Records of labeled points:

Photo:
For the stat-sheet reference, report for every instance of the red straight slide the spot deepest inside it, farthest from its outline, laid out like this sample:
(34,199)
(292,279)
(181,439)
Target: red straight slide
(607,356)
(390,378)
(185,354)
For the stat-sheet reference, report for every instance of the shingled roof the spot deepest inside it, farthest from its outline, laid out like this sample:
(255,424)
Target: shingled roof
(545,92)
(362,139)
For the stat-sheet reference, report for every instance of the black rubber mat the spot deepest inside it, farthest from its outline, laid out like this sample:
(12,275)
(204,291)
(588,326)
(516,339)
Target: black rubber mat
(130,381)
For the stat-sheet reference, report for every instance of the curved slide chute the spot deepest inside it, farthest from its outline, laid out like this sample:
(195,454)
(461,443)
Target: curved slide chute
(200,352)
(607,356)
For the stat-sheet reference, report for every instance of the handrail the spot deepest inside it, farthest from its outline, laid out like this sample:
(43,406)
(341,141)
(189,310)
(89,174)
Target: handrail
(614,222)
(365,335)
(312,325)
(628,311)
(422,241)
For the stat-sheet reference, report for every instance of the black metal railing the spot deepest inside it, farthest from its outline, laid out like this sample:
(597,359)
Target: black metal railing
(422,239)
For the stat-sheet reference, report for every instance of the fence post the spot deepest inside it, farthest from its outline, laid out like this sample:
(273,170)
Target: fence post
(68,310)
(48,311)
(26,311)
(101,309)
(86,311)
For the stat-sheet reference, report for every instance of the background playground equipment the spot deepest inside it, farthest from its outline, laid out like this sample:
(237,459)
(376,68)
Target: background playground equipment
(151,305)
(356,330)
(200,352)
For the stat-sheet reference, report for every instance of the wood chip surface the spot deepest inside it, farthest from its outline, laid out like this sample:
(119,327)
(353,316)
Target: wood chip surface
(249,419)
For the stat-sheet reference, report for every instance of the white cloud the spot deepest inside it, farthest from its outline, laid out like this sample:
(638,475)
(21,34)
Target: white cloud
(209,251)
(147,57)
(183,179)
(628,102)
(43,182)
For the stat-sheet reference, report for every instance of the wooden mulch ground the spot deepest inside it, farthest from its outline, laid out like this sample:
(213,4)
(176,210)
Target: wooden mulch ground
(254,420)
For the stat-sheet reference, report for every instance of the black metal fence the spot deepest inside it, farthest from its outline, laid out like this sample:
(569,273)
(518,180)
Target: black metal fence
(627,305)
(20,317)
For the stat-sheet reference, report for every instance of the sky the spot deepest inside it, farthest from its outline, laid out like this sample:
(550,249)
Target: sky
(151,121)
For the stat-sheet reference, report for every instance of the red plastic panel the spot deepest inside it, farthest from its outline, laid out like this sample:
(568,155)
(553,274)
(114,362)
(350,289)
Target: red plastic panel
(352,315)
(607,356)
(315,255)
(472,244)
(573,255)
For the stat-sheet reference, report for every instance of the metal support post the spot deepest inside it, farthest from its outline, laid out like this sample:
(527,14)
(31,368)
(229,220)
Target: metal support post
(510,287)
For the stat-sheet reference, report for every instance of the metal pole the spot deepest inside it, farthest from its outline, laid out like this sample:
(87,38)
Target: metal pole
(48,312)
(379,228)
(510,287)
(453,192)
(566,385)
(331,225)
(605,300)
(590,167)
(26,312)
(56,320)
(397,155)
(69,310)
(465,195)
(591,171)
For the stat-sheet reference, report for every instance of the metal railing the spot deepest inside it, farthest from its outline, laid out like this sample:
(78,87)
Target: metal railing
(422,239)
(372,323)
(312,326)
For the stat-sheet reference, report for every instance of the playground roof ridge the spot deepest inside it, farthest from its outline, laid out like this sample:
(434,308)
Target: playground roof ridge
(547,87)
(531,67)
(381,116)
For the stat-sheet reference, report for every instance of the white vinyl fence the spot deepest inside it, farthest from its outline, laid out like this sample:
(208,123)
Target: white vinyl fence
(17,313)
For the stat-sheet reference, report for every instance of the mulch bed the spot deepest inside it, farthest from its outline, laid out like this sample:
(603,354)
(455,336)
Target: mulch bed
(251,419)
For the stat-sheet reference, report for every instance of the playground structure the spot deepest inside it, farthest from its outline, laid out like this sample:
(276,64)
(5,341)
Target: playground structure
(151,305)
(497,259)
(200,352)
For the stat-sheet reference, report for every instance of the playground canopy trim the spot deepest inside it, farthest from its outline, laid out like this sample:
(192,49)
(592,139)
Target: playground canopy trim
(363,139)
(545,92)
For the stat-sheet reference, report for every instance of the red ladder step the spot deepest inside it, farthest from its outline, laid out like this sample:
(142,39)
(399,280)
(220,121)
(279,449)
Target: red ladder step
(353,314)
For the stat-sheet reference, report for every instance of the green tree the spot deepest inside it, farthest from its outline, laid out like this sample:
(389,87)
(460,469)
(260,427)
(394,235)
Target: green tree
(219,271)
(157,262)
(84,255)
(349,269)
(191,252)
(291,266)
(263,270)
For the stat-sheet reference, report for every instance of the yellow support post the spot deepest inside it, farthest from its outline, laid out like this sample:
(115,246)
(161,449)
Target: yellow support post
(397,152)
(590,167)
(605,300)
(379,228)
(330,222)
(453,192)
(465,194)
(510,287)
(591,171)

PROBLEM
Your task is to transcribe the line containing "the metal railing" and every line after it, through the last line of the data, exactly as written and with nothing more.

OUTPUT BELOW
For the stat-sheet reference, report for every instance of the metal railing the spot deepest inside it, farthest from its outline, laid out like this sample:
(78,87)
Target: metal railing
(422,239)
(372,323)
(312,326)
For the stat-sheet reference, report for every instance of the playground roof ridge the spot deepest inside it, farthest from its outline, laid out like this sample:
(434,308)
Target: playground roof ridge
(547,87)
(531,67)
(381,116)
For the stat-sheet reference, report for every instance of the white vinyl fence the spot deepest inside it, farthest from its outline, laid out like this sample:
(208,123)
Target: white vinyl fence
(17,313)
For the stat-sheet reference, report for every instance of the mulch bed the spot deepest inside it, farthest from its outline, laid out like this sample:
(603,354)
(455,336)
Target: mulch bed
(251,419)
For the stat-sheet reference, report for every instance of the playground structure the spot deepest inside it, farthest from its outline, laid out like this sample:
(276,64)
(5,341)
Target: playground structure
(151,305)
(497,259)
(200,352)
For the stat-sheet reference, report for every instance of the playground canopy trim the spot deepest inside it, farthest from its outline, laid out like this sample:
(192,49)
(592,139)
Target: playground canopy trim
(363,139)
(545,92)
For the stat-sheet reference, report for every instance of the red ladder step the spot deepest inside it, farthest from its outline, laid out like this sample:
(142,39)
(399,280)
(220,121)
(279,449)
Target: red ladder step
(353,314)
For the stat-sheet reference, report for every instance of the green tree the spot deepest inside it, farthest from its outline, laid out like this sample:
(389,87)
(460,469)
(260,427)
(394,235)
Target: green tree
(219,271)
(157,262)
(84,255)
(349,269)
(191,252)
(291,266)
(263,270)
For the stat-sheet reference, report for every instance of the yellow support post the spot deepest inside it, farthest from its outline, laid out like this sample:
(115,246)
(161,449)
Target: yellow support post
(397,152)
(590,167)
(605,300)
(379,228)
(330,222)
(453,192)
(465,194)
(510,287)
(591,171)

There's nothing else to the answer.